▶ _What is needed_:
For every line below, set down an identical copy.

Stored entries:
┌────────

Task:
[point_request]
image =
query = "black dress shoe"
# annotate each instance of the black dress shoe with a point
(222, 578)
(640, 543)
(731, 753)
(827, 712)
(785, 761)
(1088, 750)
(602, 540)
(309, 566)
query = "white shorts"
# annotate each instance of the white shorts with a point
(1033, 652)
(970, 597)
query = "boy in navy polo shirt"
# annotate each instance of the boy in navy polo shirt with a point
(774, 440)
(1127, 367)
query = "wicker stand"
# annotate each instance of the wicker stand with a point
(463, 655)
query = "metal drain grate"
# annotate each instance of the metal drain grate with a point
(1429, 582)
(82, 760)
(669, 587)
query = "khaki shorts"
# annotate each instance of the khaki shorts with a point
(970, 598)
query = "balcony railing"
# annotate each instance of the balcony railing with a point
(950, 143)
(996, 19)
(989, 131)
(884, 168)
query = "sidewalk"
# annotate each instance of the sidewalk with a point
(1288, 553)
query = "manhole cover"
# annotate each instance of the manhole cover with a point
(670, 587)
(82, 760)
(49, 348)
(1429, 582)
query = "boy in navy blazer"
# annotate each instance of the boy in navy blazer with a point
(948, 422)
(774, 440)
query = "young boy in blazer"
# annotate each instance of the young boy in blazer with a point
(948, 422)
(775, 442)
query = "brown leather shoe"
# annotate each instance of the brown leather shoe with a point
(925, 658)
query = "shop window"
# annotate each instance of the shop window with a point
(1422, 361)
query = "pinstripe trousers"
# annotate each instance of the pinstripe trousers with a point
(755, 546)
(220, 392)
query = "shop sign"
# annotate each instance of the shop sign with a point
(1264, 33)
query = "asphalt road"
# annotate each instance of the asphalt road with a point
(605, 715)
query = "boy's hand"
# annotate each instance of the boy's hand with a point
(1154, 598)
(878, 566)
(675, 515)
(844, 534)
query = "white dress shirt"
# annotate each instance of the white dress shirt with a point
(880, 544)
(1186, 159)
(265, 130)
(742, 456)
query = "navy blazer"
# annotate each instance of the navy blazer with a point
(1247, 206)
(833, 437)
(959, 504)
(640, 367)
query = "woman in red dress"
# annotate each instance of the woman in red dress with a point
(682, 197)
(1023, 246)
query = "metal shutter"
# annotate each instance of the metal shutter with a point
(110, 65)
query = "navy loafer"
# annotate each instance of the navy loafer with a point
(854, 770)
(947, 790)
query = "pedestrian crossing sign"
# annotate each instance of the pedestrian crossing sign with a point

└────────

▶ _Exercise solution_:
Task:
[point_request]
image =
query = "black dress shoe"
# annotate each instance of the black dress shoe with a point
(222, 578)
(640, 543)
(731, 753)
(827, 712)
(785, 761)
(1088, 750)
(602, 540)
(309, 566)
query = "white shorts"
# annotate each instance of the white shorts with a point
(1033, 652)
(970, 597)
query = "boy in navy polo shirt"
# annotate each instance of the boy in navy polo shirt with a point
(774, 440)
(1127, 367)
query = "wicker stand"
# annotate each instance of the wicker stand with a point
(463, 655)
query = "metal drain grate"
# annotate each instance of the metal drain grate with a point
(1429, 582)
(82, 760)
(669, 587)
query = "khaki shorts"
# annotate each instance of the khaki shorts with a point
(970, 598)
query = "balcony railing"
# annotate each instance of the balcony railing with a point
(950, 143)
(996, 19)
(989, 131)
(884, 168)
query = "sidewalk"
# annotate each instance of the sidewalk with a point
(1288, 553)
query = "manhole cover"
# annotate each instance of the manhole cover with a point
(670, 587)
(82, 760)
(49, 348)
(1429, 582)
query = "boy in navy blazer"
# annotate each instance of the boy in navy blazer with a point
(948, 422)
(774, 440)
query = "young boy in blazer"
# annotate each instance of the young boy in blazer with a point
(948, 422)
(775, 442)
query = "brown leather shoe"
# annotate each instance of the brown leather shoe with a point
(925, 658)
query = "shop window"
# annotate each instance of the shop window with a point
(1422, 361)
query = "pinstripe trousers"
# annotate each instance of the pinstripe trousers with a point
(755, 546)
(220, 392)
query = "shop sign"
# annotate each instance of the shop sign with a point
(1264, 33)
query = "asphalt road"
# annotate each instance of the asphalt road with a point
(605, 715)
query = "boy's hand"
# annotate each instance of the boy's hand with a point
(1154, 598)
(878, 566)
(675, 515)
(844, 534)
query = "white dress shirt"
# annotate each instance of the white dress shirt with a point
(880, 544)
(1186, 159)
(265, 130)
(742, 456)
query = "navy blazer"
# annotate each instance of the navy blazer with a point
(1247, 206)
(833, 437)
(959, 504)
(640, 367)
query = "woman in red dress"
# annotate each instance of the woman in red dress with a point
(682, 197)
(1023, 246)
query = "metal shutter"
# annotate each instance of the metal shutter with a point
(110, 65)
query = "navy loafer"
# annotate each instance of the navy loafer with a point
(854, 770)
(947, 790)
query = "pedestrian crossing sign"
# annotate each instance of the pedestrian crossing sign with a point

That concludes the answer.